Passage:

>> begin

SF to LA rail sees setback…

Halt state funding for high-speed rail; Peer-review group finds flaws in business plan for high-speed rail, urges Legislators not to use bond funds for project

Gennady Sheyner, Pleasanton Weekly, Palo Alto Online Staff, January 4, 2012, link

California’s quest to build a high-speed rail system between San Francisco and Los Angeles suffered a heavy blow Tuesday when a peer-review committee recommended that state legislators not fund the project until major changes are made to the business plan for the increasingly controversial line.

In a scathing report, the California High-Speed Rail Peer Review Group found that the business plan the California High-Speed Rail Authority unveiled in early November offers inadequate information about funding, fails to answer the critical question of which operating segment will be built first and features a phased-construction plan that would violate state law. The group, which is chaired by Will Kempton, recommends that the state Legislature not authorize expenditure of bond money for the project until its concerns are met.

The report deals the latest of several recent setbacks to the project, for which state voters approved a $9.95 billion bond in 2008. Since then, the project’s price tag more than doubled and several agencies, including the Legislative Analyst’s Office and Office of the State Auditor, released critical reports about the project.

High-speed rail has become particularly controversial on the Peninsula, where several grassroots groups have sprung up in the last two years to oppose it. Menlo Park, Atherton and Palo Alto had filed a lawsuit challenging the rail authority’s environmental analysis and the Palo Alto City Council last month adopted as the city’s official position a call for the project’s termination.

In its letter to the Legislature, the peer review group highlighted some of the same flaws that local officials and watchdogs have long complained about, most notably a deeply flawed funding plan. The project currently has about $6 billion in committed funding and the rail authority plans to make up much of the balance from federal grants and private investments — investments that would be solicited after the first major segment of the line is constructed. The peer-review group found this plan to be vague and insufficient.

“The fact that the Funding Plan fails to identify any long term funding commitments is a fundamental flaw in the program,” the report states. “Without committed funds, a mega-project of this nature could be forced to halt construction for many years before additional funding could be obtained. The benefits of any independent utility proposed by the current Business Plan would be very limited versus the cost and the impact on state finances.”

The group also faulted the rail authority’s business plan for failing to choose the “initial operating segment” for the rail line. Though the authority has decided to build the first leg of the line in Central Valley, this segment would not be electrified and would serve largely as a corridor for testing the new line. The first “true” high-speed rail segment would be built later and would stretch either north toward San Jose or south toward San Fernando Valley.

>> end

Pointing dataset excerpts

>> begin

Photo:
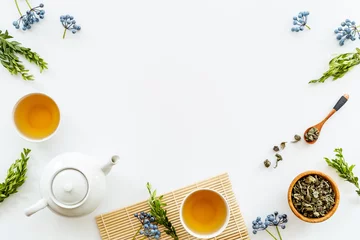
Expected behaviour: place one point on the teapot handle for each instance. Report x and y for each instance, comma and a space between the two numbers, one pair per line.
36, 207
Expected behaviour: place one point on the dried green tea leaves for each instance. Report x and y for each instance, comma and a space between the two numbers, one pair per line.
267, 163
277, 149
312, 134
313, 196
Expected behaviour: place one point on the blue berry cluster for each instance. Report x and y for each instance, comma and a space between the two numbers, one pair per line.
32, 16
300, 22
348, 30
274, 219
150, 228
69, 23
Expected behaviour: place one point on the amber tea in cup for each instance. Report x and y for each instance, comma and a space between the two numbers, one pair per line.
36, 117
204, 213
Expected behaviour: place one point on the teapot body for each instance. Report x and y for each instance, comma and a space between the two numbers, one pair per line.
91, 171
72, 185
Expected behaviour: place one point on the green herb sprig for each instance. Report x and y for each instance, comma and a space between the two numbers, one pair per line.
9, 59
159, 213
340, 65
343, 169
16, 176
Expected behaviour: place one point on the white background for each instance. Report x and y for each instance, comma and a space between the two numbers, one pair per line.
183, 91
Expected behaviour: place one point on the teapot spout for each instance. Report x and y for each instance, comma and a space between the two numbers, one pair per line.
107, 167
37, 207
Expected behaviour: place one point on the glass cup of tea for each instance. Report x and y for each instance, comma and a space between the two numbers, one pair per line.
204, 213
36, 117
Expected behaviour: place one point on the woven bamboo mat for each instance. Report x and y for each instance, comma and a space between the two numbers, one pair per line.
121, 225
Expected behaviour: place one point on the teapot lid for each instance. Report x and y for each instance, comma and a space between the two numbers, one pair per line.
69, 187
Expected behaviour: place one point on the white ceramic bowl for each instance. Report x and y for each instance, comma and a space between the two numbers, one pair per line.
211, 235
19, 132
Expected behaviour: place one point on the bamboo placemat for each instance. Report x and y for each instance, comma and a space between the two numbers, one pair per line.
121, 225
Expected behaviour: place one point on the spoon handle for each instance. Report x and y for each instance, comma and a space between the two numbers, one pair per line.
341, 102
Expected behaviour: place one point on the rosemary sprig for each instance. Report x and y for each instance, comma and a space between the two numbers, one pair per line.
340, 65
156, 209
343, 169
16, 176
9, 59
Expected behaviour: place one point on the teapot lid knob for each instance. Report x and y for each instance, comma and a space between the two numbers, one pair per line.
69, 187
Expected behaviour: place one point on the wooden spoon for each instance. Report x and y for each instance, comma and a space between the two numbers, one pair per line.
337, 106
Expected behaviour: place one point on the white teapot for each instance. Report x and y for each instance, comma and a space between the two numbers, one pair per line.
72, 185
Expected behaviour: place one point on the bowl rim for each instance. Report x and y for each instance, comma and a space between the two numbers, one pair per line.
334, 187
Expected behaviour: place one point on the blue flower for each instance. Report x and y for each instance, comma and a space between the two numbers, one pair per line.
32, 16
274, 219
300, 21
150, 229
349, 31
69, 23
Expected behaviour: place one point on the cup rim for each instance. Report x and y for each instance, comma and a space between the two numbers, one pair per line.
212, 235
16, 128
334, 187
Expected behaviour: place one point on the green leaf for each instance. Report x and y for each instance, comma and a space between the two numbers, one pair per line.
16, 176
340, 65
156, 209
8, 51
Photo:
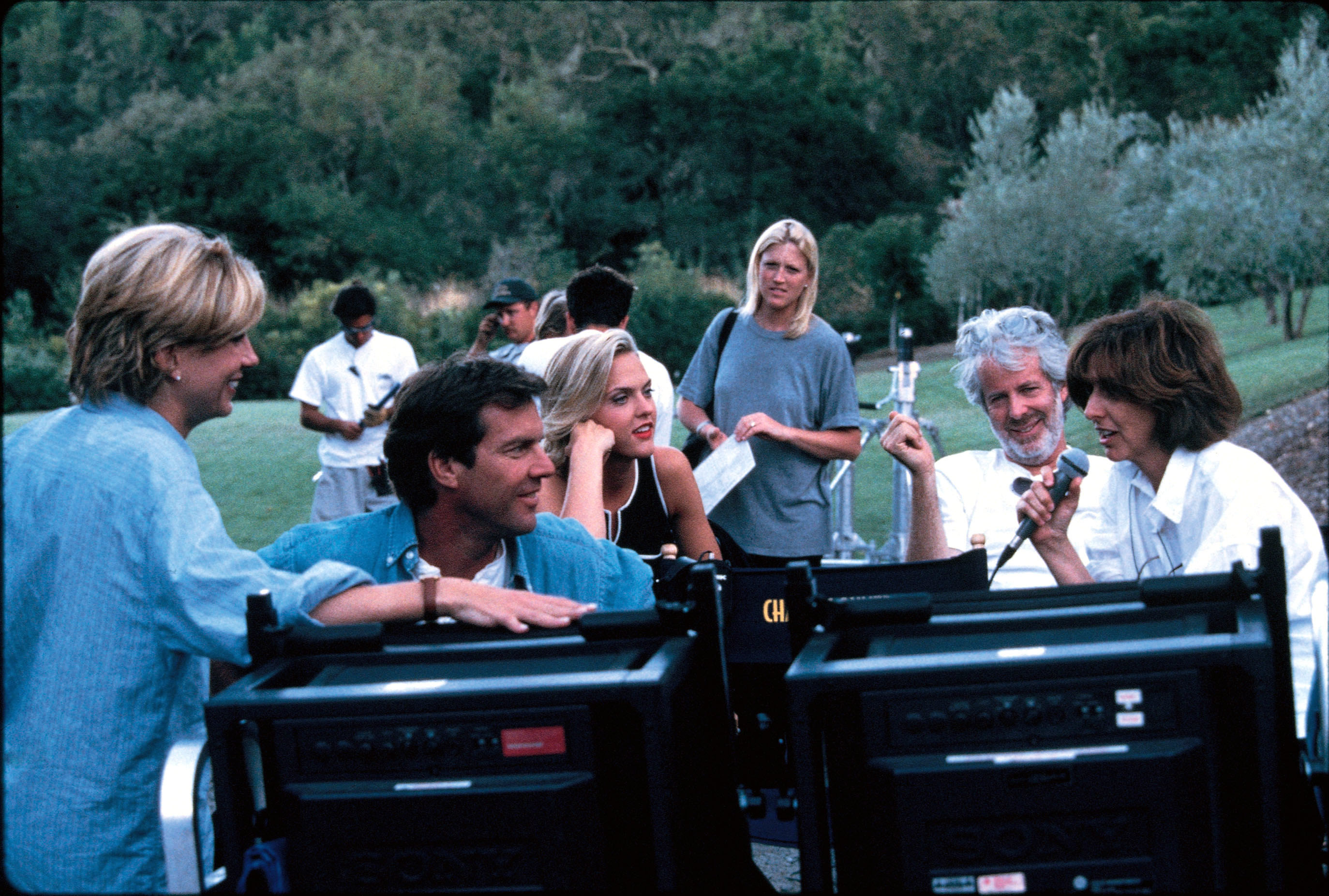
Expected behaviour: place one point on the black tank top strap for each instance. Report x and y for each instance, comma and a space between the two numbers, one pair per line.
643, 523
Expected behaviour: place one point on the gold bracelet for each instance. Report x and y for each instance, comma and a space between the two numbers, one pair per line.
430, 588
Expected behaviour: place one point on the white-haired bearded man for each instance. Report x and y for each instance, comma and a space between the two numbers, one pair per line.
1013, 366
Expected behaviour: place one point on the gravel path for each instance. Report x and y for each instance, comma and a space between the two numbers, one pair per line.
1295, 439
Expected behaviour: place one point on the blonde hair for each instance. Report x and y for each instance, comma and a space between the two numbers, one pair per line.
577, 376
785, 232
148, 289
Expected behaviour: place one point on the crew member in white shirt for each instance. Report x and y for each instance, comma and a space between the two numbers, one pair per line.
1182, 499
1013, 366
353, 376
598, 298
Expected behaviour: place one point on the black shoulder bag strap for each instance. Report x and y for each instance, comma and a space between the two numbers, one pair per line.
696, 445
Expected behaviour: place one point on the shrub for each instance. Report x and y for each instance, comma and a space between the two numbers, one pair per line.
670, 310
289, 330
34, 379
35, 365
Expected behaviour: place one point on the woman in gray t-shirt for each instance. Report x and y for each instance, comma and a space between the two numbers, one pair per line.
786, 378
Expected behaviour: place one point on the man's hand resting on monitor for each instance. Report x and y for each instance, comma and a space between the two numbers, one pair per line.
476, 604
459, 598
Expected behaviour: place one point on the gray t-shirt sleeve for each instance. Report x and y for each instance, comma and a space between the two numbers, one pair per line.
842, 390
698, 383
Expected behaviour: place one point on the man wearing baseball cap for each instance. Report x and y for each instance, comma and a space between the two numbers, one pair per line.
513, 306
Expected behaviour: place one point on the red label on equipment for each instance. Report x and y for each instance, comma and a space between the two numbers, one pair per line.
535, 742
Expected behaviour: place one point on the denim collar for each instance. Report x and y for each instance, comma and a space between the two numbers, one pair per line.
403, 545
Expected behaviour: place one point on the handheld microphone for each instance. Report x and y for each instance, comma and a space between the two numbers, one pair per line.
1073, 463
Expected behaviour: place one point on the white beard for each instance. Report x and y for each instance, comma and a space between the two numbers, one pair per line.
1041, 451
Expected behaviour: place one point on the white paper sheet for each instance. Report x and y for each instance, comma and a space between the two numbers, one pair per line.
723, 470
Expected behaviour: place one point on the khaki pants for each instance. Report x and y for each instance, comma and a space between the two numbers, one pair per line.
344, 491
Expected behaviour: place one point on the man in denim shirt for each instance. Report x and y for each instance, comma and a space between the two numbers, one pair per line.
465, 458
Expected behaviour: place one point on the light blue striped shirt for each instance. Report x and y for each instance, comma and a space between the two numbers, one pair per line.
119, 579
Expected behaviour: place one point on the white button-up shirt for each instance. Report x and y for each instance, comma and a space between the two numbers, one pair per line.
1207, 515
976, 496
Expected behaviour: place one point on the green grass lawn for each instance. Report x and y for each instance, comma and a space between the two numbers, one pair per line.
258, 462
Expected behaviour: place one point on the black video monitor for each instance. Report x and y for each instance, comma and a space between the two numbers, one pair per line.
1135, 744
758, 616
524, 763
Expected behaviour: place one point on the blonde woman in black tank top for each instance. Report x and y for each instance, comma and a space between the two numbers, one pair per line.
600, 429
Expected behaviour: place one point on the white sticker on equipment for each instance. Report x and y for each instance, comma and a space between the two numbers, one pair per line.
1129, 698
1008, 883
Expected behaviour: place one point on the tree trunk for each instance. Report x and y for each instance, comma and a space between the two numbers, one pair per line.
1288, 335
1305, 306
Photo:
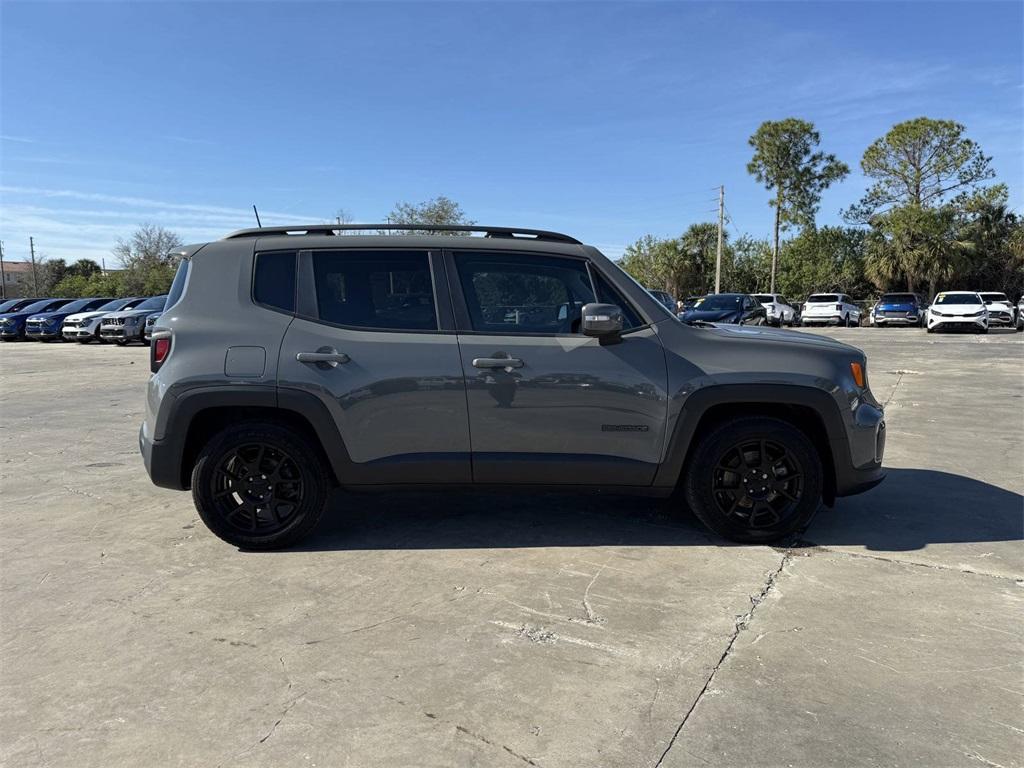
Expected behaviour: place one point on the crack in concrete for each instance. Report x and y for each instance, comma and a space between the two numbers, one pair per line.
742, 623
804, 544
513, 753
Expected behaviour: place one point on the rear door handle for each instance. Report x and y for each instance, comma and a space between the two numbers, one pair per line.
497, 363
325, 357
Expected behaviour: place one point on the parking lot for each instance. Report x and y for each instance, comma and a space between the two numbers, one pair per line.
496, 630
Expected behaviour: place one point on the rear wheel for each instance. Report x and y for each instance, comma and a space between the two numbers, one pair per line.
259, 486
755, 479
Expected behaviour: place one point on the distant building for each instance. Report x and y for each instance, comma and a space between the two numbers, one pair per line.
16, 279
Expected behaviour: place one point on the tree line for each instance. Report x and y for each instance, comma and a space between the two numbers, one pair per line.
929, 220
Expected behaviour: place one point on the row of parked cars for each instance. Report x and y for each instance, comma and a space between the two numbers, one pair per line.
99, 318
977, 310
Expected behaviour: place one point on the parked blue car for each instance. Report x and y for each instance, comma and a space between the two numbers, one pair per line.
12, 323
46, 326
12, 305
899, 309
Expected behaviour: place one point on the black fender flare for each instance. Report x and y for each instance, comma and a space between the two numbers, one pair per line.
700, 401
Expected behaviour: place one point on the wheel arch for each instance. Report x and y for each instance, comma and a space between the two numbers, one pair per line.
814, 412
199, 415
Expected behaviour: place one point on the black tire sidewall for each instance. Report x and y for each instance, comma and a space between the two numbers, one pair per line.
316, 484
698, 477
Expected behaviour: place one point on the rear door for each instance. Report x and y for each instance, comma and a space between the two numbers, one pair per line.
376, 343
546, 403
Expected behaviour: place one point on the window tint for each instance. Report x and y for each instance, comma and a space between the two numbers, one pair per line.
177, 285
608, 295
273, 281
390, 290
508, 294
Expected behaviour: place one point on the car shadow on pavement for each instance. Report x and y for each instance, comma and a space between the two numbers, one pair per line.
909, 510
915, 507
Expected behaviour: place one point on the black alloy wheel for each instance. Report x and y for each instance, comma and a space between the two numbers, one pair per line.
754, 479
759, 482
259, 485
256, 487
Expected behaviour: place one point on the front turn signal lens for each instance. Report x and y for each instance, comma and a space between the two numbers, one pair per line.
858, 374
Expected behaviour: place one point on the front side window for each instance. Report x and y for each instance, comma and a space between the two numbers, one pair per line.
386, 290
511, 294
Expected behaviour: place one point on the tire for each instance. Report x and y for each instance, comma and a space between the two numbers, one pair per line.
231, 515
716, 494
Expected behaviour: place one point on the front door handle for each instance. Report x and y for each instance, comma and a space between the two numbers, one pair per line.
325, 357
497, 363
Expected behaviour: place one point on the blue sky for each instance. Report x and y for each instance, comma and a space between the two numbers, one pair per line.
606, 120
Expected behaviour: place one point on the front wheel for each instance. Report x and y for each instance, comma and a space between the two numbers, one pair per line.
754, 479
259, 486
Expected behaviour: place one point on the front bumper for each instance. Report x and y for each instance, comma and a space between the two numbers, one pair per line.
866, 440
881, 320
957, 323
42, 334
821, 320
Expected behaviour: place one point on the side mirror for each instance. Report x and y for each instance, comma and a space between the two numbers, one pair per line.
602, 321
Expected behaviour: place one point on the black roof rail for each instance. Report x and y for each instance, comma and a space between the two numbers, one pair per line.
510, 232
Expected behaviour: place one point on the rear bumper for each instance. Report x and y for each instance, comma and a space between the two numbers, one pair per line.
162, 460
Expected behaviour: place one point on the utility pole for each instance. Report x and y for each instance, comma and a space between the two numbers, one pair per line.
721, 237
35, 278
3, 276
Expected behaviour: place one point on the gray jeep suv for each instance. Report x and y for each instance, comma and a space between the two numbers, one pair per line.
290, 360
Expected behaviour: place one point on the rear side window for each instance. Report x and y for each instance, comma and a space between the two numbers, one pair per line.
385, 290
178, 284
512, 294
273, 281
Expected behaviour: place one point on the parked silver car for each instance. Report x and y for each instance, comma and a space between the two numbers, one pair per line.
780, 310
128, 326
84, 327
290, 360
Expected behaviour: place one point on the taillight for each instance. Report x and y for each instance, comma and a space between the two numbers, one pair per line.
159, 350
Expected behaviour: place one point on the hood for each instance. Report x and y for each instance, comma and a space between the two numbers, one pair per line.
55, 314
79, 316
896, 306
710, 315
132, 313
956, 308
765, 333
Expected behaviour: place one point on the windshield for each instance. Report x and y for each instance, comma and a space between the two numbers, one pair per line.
12, 305
157, 302
115, 305
78, 306
45, 305
718, 303
957, 298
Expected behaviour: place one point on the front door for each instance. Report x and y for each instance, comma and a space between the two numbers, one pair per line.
370, 343
547, 404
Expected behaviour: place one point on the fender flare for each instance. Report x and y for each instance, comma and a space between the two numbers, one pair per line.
699, 402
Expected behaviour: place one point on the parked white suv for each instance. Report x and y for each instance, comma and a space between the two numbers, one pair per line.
780, 311
1000, 310
957, 310
829, 309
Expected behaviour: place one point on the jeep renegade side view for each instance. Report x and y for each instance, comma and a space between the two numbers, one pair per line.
291, 360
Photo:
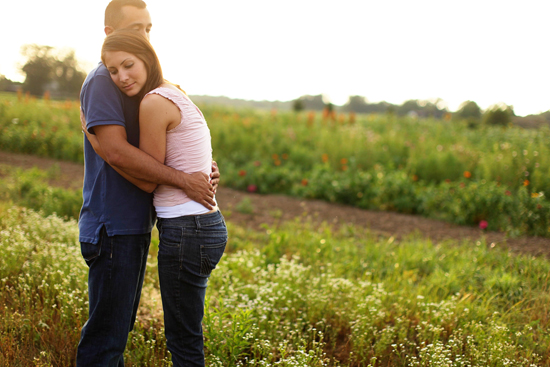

>> end

Exercises to complete:
1 - Quote the high-speed rail article from "California’s quest to" up to and including "concerns are met.".
2 - In the high-speed rail article, who chairs the California High-Speed Rail Peer Review Group?

Final answers:
1 -
California’s quest to build a high-speed rail system between San Francisco and Los Angeles suffered a heavy blow Tuesday when a peer-review committee recommended that state legislators not fund the project until major changes are made to the business plan for the increasingly controversial line.

In a scathing report, the California High-Speed Rail Peer Review Group found that the business plan the California High-Speed Rail Authority unveiled in early November offers inadequate information about funding, fails to answer the critical question of which operating segment will be built first and features a phased-construction plan that would violate state law. The group, which is chaired by Will Kempton, recommends that the state Legislature not authorize expenditure of bond money for the project until its concerns are met.

2 - Will Kempton